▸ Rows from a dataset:

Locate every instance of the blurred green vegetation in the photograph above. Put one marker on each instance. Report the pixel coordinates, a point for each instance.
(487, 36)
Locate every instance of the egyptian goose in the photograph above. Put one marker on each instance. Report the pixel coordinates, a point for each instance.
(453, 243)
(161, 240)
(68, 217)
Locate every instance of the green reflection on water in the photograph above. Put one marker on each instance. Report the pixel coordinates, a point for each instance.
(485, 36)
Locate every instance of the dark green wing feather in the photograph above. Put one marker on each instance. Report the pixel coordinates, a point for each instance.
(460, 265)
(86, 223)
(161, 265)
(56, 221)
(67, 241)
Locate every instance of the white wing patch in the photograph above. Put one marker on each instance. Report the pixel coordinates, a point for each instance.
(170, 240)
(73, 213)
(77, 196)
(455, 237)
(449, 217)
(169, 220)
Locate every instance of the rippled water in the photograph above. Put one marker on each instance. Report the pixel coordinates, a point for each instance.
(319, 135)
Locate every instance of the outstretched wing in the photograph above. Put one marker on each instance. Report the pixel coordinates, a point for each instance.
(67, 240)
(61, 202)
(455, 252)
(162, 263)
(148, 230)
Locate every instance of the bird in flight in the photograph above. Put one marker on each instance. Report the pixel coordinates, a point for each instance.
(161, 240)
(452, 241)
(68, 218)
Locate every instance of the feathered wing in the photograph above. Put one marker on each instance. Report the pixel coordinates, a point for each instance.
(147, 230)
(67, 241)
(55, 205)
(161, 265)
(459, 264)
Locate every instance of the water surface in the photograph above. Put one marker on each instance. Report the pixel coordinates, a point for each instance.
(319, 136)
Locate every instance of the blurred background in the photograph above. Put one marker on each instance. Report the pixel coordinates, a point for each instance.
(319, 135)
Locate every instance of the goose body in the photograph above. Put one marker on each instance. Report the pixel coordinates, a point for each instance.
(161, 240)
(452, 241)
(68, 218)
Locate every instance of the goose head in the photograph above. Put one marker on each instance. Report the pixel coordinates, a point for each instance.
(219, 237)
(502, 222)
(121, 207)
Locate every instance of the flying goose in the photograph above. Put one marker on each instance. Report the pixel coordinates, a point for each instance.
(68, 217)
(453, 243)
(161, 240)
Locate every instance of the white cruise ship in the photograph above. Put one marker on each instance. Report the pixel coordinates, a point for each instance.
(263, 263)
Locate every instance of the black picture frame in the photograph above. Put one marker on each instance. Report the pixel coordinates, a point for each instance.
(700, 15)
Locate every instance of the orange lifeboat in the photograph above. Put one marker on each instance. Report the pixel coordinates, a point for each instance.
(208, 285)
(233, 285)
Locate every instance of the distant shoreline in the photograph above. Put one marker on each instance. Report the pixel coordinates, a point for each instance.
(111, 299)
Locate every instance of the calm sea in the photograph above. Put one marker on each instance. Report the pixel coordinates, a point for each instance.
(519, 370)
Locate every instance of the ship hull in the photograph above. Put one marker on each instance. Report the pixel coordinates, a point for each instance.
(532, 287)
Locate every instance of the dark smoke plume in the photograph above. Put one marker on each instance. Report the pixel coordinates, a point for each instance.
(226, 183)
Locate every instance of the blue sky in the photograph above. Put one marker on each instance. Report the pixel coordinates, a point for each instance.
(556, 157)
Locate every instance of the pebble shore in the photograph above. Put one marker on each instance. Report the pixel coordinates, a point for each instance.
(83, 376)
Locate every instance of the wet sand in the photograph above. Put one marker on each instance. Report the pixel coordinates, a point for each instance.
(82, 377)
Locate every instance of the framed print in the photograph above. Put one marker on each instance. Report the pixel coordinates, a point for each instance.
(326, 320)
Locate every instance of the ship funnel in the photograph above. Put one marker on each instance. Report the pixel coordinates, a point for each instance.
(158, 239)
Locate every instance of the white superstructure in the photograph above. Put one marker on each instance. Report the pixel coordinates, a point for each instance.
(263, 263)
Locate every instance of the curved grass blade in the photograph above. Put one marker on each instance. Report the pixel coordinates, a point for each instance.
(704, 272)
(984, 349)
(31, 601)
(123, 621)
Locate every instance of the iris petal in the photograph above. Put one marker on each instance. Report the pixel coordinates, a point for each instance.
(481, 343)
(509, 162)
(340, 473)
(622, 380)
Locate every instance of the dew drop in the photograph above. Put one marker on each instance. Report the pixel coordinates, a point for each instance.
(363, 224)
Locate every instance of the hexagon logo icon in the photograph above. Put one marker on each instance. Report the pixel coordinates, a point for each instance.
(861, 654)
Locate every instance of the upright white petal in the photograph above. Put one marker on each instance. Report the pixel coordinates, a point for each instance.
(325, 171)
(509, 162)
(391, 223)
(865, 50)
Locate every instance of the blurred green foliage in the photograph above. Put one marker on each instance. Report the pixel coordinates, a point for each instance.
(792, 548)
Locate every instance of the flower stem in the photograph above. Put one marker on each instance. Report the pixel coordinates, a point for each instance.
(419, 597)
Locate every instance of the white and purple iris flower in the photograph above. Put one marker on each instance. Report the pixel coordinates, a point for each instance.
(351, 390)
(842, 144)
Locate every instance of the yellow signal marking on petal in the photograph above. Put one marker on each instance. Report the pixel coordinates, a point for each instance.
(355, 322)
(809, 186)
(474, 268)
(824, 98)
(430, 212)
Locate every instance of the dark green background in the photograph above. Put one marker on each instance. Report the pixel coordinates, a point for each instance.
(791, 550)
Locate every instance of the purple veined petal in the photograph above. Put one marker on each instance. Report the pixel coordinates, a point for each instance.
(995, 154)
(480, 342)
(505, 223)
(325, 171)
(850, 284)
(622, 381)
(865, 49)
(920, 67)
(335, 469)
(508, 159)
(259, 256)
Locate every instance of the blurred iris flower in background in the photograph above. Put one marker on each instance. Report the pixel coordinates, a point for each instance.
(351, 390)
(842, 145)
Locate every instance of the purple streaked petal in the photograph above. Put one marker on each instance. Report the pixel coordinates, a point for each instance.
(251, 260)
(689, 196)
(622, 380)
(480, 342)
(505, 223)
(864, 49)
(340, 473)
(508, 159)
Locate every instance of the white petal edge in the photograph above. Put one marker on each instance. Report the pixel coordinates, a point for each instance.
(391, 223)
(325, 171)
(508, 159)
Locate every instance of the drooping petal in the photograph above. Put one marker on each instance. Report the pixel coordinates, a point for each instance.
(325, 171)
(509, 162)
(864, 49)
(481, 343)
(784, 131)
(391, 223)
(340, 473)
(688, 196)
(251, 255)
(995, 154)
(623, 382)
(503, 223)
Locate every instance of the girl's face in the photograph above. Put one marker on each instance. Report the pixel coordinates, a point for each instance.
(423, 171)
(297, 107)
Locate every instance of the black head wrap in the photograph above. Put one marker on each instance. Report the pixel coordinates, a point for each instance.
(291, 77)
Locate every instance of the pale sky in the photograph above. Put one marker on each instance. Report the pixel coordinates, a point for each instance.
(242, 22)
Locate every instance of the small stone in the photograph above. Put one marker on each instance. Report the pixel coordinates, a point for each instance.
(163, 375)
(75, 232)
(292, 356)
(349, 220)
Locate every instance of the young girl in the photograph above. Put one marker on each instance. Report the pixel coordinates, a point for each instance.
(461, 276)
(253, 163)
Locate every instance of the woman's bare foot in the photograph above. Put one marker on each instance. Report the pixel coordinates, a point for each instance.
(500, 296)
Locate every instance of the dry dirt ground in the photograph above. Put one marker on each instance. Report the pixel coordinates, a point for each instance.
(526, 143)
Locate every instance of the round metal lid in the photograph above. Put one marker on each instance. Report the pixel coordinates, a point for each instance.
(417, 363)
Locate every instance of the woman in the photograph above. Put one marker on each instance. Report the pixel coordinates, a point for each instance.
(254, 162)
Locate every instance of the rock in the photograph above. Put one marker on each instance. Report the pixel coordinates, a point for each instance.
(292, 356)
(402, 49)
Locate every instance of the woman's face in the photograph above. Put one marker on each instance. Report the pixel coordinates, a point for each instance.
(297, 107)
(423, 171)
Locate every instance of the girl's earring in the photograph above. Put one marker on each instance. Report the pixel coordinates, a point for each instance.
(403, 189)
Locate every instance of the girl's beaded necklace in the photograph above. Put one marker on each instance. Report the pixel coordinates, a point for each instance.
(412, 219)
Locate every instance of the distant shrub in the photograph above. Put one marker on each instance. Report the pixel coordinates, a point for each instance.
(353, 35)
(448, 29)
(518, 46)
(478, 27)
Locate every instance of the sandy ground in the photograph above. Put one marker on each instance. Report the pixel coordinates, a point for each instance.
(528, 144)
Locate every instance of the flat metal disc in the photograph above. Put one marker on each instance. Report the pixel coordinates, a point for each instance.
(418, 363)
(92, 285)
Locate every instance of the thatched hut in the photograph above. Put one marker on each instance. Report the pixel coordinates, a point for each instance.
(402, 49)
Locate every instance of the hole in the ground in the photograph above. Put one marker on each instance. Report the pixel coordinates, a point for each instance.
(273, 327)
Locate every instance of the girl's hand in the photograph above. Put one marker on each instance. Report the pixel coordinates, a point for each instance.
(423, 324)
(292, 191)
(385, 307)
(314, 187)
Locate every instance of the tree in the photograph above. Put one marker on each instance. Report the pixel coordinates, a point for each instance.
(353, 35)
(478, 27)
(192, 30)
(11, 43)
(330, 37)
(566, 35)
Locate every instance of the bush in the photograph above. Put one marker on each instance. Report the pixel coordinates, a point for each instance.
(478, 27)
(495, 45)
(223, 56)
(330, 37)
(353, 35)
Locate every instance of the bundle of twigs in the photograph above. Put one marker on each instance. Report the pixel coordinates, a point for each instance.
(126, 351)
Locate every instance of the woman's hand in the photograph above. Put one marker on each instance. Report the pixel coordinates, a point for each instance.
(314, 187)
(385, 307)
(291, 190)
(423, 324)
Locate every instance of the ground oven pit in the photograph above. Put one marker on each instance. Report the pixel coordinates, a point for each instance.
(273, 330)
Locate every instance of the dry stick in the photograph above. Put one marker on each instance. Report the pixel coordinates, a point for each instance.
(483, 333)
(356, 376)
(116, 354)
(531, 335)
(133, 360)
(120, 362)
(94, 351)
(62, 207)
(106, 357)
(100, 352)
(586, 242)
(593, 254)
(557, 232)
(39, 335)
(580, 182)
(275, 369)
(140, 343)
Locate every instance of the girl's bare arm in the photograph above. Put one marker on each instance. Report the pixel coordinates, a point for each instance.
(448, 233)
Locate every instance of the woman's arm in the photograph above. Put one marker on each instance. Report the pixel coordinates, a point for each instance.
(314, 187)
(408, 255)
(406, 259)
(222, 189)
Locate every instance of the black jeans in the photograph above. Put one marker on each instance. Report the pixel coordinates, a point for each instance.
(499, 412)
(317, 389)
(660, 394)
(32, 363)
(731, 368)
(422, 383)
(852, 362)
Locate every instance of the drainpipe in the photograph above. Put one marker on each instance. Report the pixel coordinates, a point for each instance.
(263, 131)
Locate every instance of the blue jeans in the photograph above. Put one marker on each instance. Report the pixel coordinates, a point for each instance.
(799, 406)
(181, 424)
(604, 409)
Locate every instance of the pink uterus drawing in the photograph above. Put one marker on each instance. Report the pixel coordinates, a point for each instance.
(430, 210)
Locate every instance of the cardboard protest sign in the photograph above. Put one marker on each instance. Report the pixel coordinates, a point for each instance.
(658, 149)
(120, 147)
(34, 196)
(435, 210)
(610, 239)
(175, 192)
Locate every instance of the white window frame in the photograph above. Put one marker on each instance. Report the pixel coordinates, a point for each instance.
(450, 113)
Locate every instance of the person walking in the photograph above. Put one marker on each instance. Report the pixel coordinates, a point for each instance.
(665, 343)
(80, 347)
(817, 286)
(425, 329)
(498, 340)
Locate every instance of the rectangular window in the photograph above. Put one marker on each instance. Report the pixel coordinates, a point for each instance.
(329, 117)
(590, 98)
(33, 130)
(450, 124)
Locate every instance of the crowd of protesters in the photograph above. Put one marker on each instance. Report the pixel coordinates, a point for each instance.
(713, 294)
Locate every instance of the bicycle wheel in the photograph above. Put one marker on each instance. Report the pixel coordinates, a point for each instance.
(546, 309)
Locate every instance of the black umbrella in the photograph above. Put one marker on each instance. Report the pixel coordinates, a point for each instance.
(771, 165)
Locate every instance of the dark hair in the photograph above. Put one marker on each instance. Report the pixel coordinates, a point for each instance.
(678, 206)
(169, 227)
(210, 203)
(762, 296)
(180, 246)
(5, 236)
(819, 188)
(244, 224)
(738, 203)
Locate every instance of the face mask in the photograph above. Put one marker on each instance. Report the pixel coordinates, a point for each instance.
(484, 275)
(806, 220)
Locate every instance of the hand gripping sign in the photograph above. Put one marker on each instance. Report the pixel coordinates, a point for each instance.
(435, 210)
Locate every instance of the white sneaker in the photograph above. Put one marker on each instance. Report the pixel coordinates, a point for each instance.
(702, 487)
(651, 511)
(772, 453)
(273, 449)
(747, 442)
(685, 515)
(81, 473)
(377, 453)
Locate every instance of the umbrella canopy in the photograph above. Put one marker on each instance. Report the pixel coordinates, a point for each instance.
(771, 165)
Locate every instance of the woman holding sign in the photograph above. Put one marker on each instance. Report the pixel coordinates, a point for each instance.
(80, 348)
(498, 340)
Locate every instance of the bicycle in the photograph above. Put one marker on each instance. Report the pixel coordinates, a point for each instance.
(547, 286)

▸ Work to do: Reproduce exactly the lines from the one containing "Locate every instance of the person" through the last line of the records above, including both, and nothing else.

▸ Answer to this exercise:
Locate every instance of the person walking in the photograph above. Put one marker on each instance. Report the pixel coordinates, a point for each instance.
(665, 343)
(80, 347)
(817, 286)
(425, 329)
(498, 340)
Locate every instance of the rectangular window in the photograph above. Put one marker on each instance. Report the pixel coordinates, a point for each instance.
(329, 117)
(590, 98)
(33, 130)
(450, 124)
Locate every instance of the crowd of protesters in the photograph above. Put one marker on each instance. Report the pixel coordinates, a point for each instance.
(713, 294)
Locate every instance of the bicycle wheel in the photograph above. Put one marker on each instance. Report the pixel coordinates, a point for each instance.
(546, 309)
Locate every instance of the black umbrella in the photograph above. Put one marker on each instance. Report the pixel coordinates, a point for each instance.
(771, 165)
Locate every instance of the dark hair in the photograph above. Put one marker on each instance. Report the pixel coordinates, a point for each instance.
(678, 206)
(169, 227)
(210, 203)
(762, 296)
(180, 246)
(5, 236)
(819, 188)
(244, 224)
(738, 203)
Locate every instance of the face mask in the photograph above. Put one marker on each instance. Report the pixel coordinates, a point for each instance.
(484, 275)
(806, 220)
Locate every instance of the hand gripping sign in the photograph above. Put one marker on each instance. Report the pixel coordinates, a point for each instance.
(435, 210)
Locate every instance of the white sneaker in the photograph above. Put one marker on each instance. Report the pixel coordinates, a point for each instance.
(702, 487)
(651, 511)
(772, 453)
(273, 449)
(747, 442)
(685, 515)
(81, 473)
(377, 453)
Locate every instance of the umbrella canopy in the photograph above. Put one marker on each instance. Report the pixel coordinates, a point for each instance.
(771, 165)
Locate every instance of the woman holding sign in the photograph above. Put one marker on each instance. Report the pixel coordinates, a point for each instance.
(80, 348)
(498, 340)
Locate every instance of the bicycle in the photograph above. Put one marker on each instance. Report the pixel coordinates, a point for each instance.
(547, 286)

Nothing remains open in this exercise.